What you have to do: What follows is a block of records; reproduce all of it verbatim.

Some records:
++++++++++++++++++++
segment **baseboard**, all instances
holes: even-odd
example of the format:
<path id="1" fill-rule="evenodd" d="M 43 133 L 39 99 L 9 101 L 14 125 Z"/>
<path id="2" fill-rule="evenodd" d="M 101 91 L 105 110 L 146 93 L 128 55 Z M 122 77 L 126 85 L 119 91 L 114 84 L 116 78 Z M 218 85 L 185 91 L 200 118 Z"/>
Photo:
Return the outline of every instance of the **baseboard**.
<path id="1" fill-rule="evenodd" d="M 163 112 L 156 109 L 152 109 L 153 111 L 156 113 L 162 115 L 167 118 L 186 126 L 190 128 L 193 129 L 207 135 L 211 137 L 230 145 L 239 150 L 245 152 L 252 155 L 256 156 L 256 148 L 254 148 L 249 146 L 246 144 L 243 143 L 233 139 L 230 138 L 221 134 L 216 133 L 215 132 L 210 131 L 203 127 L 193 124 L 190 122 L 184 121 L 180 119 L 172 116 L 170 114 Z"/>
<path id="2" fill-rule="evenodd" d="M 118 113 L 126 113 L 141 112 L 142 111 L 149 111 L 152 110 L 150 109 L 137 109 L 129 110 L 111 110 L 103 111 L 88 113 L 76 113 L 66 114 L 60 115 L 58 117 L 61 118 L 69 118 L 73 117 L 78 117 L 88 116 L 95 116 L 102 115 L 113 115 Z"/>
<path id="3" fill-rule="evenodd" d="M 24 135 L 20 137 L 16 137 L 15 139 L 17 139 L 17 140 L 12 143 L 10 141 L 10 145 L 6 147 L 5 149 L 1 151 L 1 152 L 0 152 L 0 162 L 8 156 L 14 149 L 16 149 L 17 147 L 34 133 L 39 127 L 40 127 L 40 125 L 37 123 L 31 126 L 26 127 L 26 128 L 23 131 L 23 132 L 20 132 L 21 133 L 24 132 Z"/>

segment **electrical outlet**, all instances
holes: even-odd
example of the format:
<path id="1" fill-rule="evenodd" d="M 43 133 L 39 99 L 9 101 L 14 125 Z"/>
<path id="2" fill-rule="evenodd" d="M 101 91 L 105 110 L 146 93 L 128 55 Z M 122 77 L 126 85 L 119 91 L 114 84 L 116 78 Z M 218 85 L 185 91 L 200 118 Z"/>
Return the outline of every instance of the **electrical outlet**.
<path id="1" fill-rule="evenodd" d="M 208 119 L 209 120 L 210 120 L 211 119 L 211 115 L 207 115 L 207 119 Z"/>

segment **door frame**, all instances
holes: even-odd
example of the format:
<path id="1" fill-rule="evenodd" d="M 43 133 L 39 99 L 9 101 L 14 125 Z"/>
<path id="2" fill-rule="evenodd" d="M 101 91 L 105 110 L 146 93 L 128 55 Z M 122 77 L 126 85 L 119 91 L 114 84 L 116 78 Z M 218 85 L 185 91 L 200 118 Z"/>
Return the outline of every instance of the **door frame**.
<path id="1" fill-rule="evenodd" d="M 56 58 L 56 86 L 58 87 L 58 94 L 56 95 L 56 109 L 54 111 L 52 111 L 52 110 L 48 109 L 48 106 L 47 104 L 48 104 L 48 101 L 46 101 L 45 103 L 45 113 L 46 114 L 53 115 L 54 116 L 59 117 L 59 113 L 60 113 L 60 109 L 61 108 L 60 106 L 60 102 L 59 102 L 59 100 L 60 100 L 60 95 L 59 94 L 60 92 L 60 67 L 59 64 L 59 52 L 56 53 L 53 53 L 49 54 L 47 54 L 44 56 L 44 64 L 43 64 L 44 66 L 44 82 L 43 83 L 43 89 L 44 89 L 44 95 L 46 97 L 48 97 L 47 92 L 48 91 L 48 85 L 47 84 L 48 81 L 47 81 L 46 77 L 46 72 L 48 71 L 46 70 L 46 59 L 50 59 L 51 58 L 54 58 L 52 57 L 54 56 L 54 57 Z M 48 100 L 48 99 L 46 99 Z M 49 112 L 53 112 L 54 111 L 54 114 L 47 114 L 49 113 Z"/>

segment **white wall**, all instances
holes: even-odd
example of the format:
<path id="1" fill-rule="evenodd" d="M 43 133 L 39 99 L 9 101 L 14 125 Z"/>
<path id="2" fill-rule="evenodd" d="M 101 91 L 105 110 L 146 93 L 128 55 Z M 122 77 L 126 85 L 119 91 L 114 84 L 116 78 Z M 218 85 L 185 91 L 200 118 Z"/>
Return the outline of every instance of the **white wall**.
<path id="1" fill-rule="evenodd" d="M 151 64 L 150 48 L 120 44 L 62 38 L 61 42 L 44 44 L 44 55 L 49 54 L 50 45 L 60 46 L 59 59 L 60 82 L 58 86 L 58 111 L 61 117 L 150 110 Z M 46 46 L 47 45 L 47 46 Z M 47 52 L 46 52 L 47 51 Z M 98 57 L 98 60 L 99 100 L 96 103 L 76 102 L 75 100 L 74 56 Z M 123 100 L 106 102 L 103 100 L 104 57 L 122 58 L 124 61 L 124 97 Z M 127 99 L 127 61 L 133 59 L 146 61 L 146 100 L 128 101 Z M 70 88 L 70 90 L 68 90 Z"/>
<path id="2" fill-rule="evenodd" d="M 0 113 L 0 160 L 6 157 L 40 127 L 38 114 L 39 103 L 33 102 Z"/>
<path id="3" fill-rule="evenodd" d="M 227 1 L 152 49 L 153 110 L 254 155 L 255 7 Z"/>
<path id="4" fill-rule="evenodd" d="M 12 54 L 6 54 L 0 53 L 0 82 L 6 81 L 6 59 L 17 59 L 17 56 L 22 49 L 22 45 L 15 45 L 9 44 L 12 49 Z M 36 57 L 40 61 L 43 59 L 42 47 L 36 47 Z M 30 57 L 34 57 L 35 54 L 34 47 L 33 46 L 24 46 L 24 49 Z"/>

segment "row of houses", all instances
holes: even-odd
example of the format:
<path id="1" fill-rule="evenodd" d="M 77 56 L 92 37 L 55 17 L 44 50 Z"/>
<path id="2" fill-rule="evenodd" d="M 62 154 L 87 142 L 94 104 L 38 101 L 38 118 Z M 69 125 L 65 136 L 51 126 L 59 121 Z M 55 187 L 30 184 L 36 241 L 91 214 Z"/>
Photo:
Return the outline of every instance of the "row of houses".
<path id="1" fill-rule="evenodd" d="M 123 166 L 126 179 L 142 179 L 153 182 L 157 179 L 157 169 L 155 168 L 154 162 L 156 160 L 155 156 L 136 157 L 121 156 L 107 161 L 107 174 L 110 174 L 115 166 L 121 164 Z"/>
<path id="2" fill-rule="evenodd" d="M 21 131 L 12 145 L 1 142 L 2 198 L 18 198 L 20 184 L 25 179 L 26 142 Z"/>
++++++++++++++++++++
Response:
segment **baseboard**, all instances
holes: even-odd
example of the format:
<path id="1" fill-rule="evenodd" d="M 43 133 L 39 99 L 9 101 L 14 125 Z"/>
<path id="2" fill-rule="evenodd" d="M 101 91 L 105 110 L 146 93 L 128 55 Z M 122 77 L 126 85 L 119 91 L 114 84 L 116 78 Z M 218 85 L 185 91 L 200 118 Z"/>
Photo:
Return the outline of every instance of the **baseboard**.
<path id="1" fill-rule="evenodd" d="M 163 112 L 156 109 L 152 109 L 153 111 L 156 113 L 162 115 L 167 118 L 186 126 L 190 128 L 193 129 L 207 135 L 211 137 L 230 145 L 239 150 L 245 152 L 252 155 L 256 156 L 256 148 L 254 148 L 249 146 L 246 144 L 243 143 L 233 139 L 230 138 L 221 134 L 216 133 L 215 132 L 210 131 L 203 127 L 193 124 L 190 122 L 184 121 L 180 119 L 172 116 L 170 114 Z"/>
<path id="2" fill-rule="evenodd" d="M 118 113 L 126 113 L 141 112 L 142 111 L 149 111 L 152 110 L 150 109 L 137 109 L 129 110 L 111 110 L 103 111 L 88 113 L 76 113 L 66 114 L 60 115 L 58 117 L 61 118 L 69 118 L 73 117 L 78 117 L 88 116 L 95 116 L 102 115 L 113 115 Z"/>
<path id="3" fill-rule="evenodd" d="M 24 135 L 20 137 L 16 137 L 15 139 L 17 139 L 17 140 L 12 143 L 10 141 L 10 145 L 6 147 L 5 149 L 1 151 L 1 152 L 0 152 L 0 162 L 8 156 L 14 149 L 16 149 L 17 147 L 34 133 L 39 127 L 40 127 L 40 125 L 37 123 L 31 126 L 26 127 L 26 128 L 23 131 L 23 132 L 20 132 L 21 133 L 24 132 Z"/>

segment **electrical outlet**, all instances
holes: even-odd
example of the format:
<path id="1" fill-rule="evenodd" d="M 43 133 L 39 99 L 9 101 L 14 125 Z"/>
<path id="2" fill-rule="evenodd" d="M 101 91 L 105 110 L 146 93 L 128 55 Z M 122 77 L 126 85 L 119 91 L 114 84 L 116 78 Z M 218 85 L 185 91 L 200 118 Z"/>
Return the outline of every instance of the **electrical outlet**.
<path id="1" fill-rule="evenodd" d="M 208 119 L 209 120 L 210 120 L 211 119 L 211 115 L 207 115 L 207 119 Z"/>

segment **door frame**, all instances
holes: even-odd
example of the format:
<path id="1" fill-rule="evenodd" d="M 43 133 L 39 99 L 9 101 L 14 125 Z"/>
<path id="2" fill-rule="evenodd" d="M 101 91 L 105 110 L 146 93 L 128 55 Z M 122 77 L 126 85 L 119 91 L 114 84 L 116 78 Z M 218 85 L 185 91 L 200 118 Z"/>
Return the outline of every instance of the **door frame**.
<path id="1" fill-rule="evenodd" d="M 56 58 L 56 86 L 58 87 L 58 94 L 56 95 L 56 109 L 54 111 L 52 111 L 52 110 L 48 109 L 48 106 L 47 104 L 48 104 L 48 101 L 46 101 L 45 103 L 45 113 L 46 114 L 53 115 L 54 116 L 59 117 L 59 113 L 60 113 L 60 109 L 61 108 L 60 106 L 60 102 L 59 102 L 59 100 L 60 100 L 60 95 L 59 94 L 60 92 L 60 67 L 59 64 L 59 52 L 56 53 L 53 53 L 49 54 L 47 54 L 44 56 L 44 64 L 43 64 L 44 66 L 44 82 L 43 83 L 43 89 L 44 89 L 44 95 L 46 97 L 48 97 L 47 92 L 48 91 L 48 85 L 47 84 L 48 81 L 47 81 L 46 77 L 46 72 L 48 71 L 46 70 L 46 59 L 50 59 L 51 58 L 54 58 L 52 57 L 54 56 L 54 57 Z M 48 100 L 48 99 L 46 99 Z M 49 112 L 53 112 L 54 111 L 54 114 L 47 114 L 49 113 Z"/>

segment **white wall**, all instances
holes: even-odd
example of the format:
<path id="1" fill-rule="evenodd" d="M 43 133 L 39 99 L 9 101 L 14 125 Z"/>
<path id="2" fill-rule="evenodd" d="M 101 91 L 105 110 L 146 93 L 128 55 Z M 122 77 L 126 85 L 119 91 L 114 84 L 116 78 Z M 218 85 L 185 91 L 200 118 Z"/>
Return the outline of every instance of the **white wall**.
<path id="1" fill-rule="evenodd" d="M 151 64 L 150 48 L 120 44 L 62 38 L 61 42 L 44 44 L 44 55 L 49 54 L 50 45 L 60 46 L 59 59 L 60 82 L 58 86 L 58 111 L 61 117 L 150 110 Z M 46 46 L 47 45 L 47 46 Z M 47 52 L 46 52 L 47 51 Z M 98 57 L 98 60 L 99 100 L 96 103 L 76 102 L 75 100 L 74 56 Z M 123 100 L 106 102 L 103 100 L 104 57 L 122 58 L 124 61 L 124 97 Z M 127 99 L 127 61 L 133 59 L 146 61 L 146 100 L 128 101 Z M 70 88 L 70 90 L 68 90 Z"/>
<path id="2" fill-rule="evenodd" d="M 0 113 L 0 160 L 6 157 L 40 127 L 38 114 L 39 103 L 33 102 Z"/>
<path id="3" fill-rule="evenodd" d="M 227 1 L 152 49 L 153 110 L 254 155 L 255 7 Z"/>
<path id="4" fill-rule="evenodd" d="M 12 54 L 6 54 L 0 53 L 0 82 L 6 81 L 6 59 L 17 59 L 17 56 L 22 49 L 22 45 L 15 45 L 9 44 L 12 49 Z M 36 57 L 40 61 L 43 59 L 42 47 L 36 47 Z M 30 57 L 34 57 L 35 54 L 34 47 L 33 46 L 24 46 L 24 49 Z"/>

segment "row of houses", all instances
holes: even-odd
example of the format:
<path id="1" fill-rule="evenodd" d="M 77 56 L 92 37 L 55 17 L 44 50 Z"/>
<path id="2" fill-rule="evenodd" d="M 62 154 L 87 142 L 94 104 L 38 101 L 38 118 Z M 69 125 L 65 136 L 51 126 L 59 121 Z M 55 187 L 30 184 L 36 241 L 91 214 Z"/>
Photo:
Return the outline of every instance of the "row of houses".
<path id="1" fill-rule="evenodd" d="M 123 166 L 126 179 L 142 179 L 153 182 L 157 179 L 157 169 L 155 168 L 154 162 L 156 160 L 155 156 L 136 157 L 121 156 L 107 161 L 107 174 L 110 174 L 115 166 L 121 164 Z"/>
<path id="2" fill-rule="evenodd" d="M 21 131 L 12 145 L 1 142 L 2 198 L 18 198 L 20 184 L 25 179 L 26 142 Z"/>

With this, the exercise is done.